Source document:
________________________
Cuda 12.2 + python3.9

Vector-Gaming avatar Oct 26 '23 05:10 Vector-Gaming

encouter the same error with

python 3.8 
transformers                 4.34.0
flash-attn                   2.3.2
torch                        2.1.0a0+fe05266
accelerate                   0.23.0

zheyuye avatar Nov 06 '23 07:11 zheyuye

Probably an issue with pytorch version. Can you try pytorch 2.0.0 or 2.1.0?

tridao avatar Nov 06 '23 07:11 tridao

i have the same error, how to solving the error?

Kk1984up avatar Nov 08 '23 06:11 Kk1984up

I ran into this issue and solved it by doing this:

pip install flash_attn -U --force-reinstall

For me this re-installed all the libraries with the versions that flash_attn wants...

lhl avatar Nov 10 '23 12:11 lhl

Reached here with the exact same error trying to use axolotl. I did a fresh virtual env install of axolotl, and still ended up with this error. Using the note from @lhl , this error went away, but I did end up getting a few installation errors:

ERROR: pip's dependency resolver does not currently take into account all the packages that are installed. This behaviour is the source of the following dependency conflicts.
datasets 2.15.0 requires fsspec[http]<=2023.10.0,>=2023.1.0, but you have fsspec 2023.12.2 which is incompatible.
gcsfs 2023.10.0 requires fsspec==2023.10.0, but you have fsspec 2023.12.2 which is incompatible.
s3fs 2023.10.0 requires fsspec==2023.10.0, but you have fsspec 2023.12.2 which is incompatible.
xformers 0.0.22 requires torch==2.0.1, but you have torch 2.1.1 which is incompatible.

But, FWIW, this particular error went away.

samikrc avatar Dec 12 '23 09:12 samikrc

I used the latest version: "pip install flash-attn --no-build-isolation" and it was solved.
________________________
Written exercise 1:
In the records, change "spoked wheel" to "wire wheel" in the lines from the one containing "Where can the light" up to and including the one containing "<point>709,511</point>". Leave everything else as it is, and return only those lines.
The text and the records come from separate, unrelated sources.

Record extracts:
________________________
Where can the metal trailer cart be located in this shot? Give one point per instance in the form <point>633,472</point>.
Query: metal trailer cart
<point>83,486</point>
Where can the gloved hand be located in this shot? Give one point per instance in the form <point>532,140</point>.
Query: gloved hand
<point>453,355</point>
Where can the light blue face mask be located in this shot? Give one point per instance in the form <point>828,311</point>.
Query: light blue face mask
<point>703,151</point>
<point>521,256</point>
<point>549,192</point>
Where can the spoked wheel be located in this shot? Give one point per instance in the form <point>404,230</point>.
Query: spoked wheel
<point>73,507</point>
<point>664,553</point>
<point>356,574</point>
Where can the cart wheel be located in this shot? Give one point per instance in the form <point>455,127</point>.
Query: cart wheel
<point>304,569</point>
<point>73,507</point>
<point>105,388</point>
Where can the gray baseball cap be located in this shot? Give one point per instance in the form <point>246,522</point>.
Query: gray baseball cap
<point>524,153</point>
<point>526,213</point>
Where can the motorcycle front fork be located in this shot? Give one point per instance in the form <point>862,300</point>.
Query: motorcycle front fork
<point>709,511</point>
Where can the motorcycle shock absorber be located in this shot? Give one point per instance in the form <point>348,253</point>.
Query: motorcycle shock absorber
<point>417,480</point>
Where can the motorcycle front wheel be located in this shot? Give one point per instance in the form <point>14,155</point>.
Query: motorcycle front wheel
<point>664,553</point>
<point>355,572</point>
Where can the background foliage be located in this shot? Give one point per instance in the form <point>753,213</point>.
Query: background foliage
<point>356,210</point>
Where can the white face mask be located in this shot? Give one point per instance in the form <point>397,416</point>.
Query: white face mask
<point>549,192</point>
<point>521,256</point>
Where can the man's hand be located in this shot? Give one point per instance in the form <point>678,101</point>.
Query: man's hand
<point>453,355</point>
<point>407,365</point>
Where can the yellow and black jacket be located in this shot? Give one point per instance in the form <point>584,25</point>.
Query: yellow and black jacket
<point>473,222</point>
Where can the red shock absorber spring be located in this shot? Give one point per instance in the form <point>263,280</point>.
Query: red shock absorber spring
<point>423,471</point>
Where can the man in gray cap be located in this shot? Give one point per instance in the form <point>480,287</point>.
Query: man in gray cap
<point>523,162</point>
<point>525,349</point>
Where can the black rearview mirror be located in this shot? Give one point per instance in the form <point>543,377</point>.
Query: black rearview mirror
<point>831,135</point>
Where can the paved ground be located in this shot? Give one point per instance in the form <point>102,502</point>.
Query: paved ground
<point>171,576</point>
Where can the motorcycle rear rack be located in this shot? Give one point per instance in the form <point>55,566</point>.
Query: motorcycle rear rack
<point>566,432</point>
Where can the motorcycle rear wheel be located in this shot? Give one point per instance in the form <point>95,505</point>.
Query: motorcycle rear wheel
________________________
Written exercise 2:
Extend the forum thread about the flash-attn error by writing what comes next after its final post.

Written response 1:
Where can the light blue face mask be located in this shot? Give one point per instance in the form <point>828,311</point>.
Query: light blue face mask
<point>703,151</point>
<point>521,256</point>
<point>549,192</point>
Where can the wire wheel be located in this shot? Give one point per instance in the form <point>404,230</point>.
Query: wire wheel
<point>73,507</point>
<point>664,553</point>
<point>356,574</point>
Where can the cart wheel be located in this shot? Give one point per instance in the form <point>455,127</point>.
Query: cart wheel
<point>304,569</point>
<point>73,507</point>
<point>105,388</point>
Where can the gray baseball cap be located in this shot? Give one point per instance in the form <point>246,522</point>.
Query: gray baseball cap
<point>524,153</point>
<point>526,213</point>
Where can the motorcycle front fork be located in this shot? Give one point per instance in the form <point>862,300</point>.
Query: motorcycle front fork
<point>709,511</point>

Written response 2:
linhx25 avatar Mar 12 '24 08:03 linhx25

I have this problem solved thoroughly. I know why this happened and have found the solutions. The reason it told us that "undefined symbol" of CUDA 9 is a compiller's linker error, which didn't found the approprate symbols from dynamic library(.so files) For this phenomenon, it is CUDA>12. didn't contain CUDA9 symbols(from source building, someone might abbandon the CUDA 9 sources to support the lower versions). To solve this, you need to find CUDA 11.8 python installer *whl. For example, if you found exllamav2_ext.cpython mismatch CUDA9 symbols, you need to install the newest one (normally could be enough). So, you need to change the requirements.txt, the counterpart of the exllamav2_ext.cpython: search this site https://github.com/turboderp/exllamav2/releases/download/ and through search cuda118, you can get this one to replace the old one in the requirments.txt (suppose you're using python==3.11)

https://github.com/turboderp/exllamav2/releases/download/v0.0.20/exllamav2-0.0.20+cu118-cp311-cp311-linux_x86_64.whl

then pip install -r requirments.txt

Also, for flash_rttn: you can replqace this as a example: https://github.com/Dao-AILab/flash-attention/releases/download/v2.5.8/flash_attn-2.5.8+cu118torch2.3cxx11abiFALSE-cp311-cp311-linux_x86_64.whl

he-mark-qinglong avatar May 08 '24 05:05 he-mark-qinglong

I built the flash-attention from the source and then the problem was solved.

git clone https://github.com/Dao-AILab/flash-attention.git
cd flash-attention
MAX_JOBS=4 python setup.py install
pip install -e .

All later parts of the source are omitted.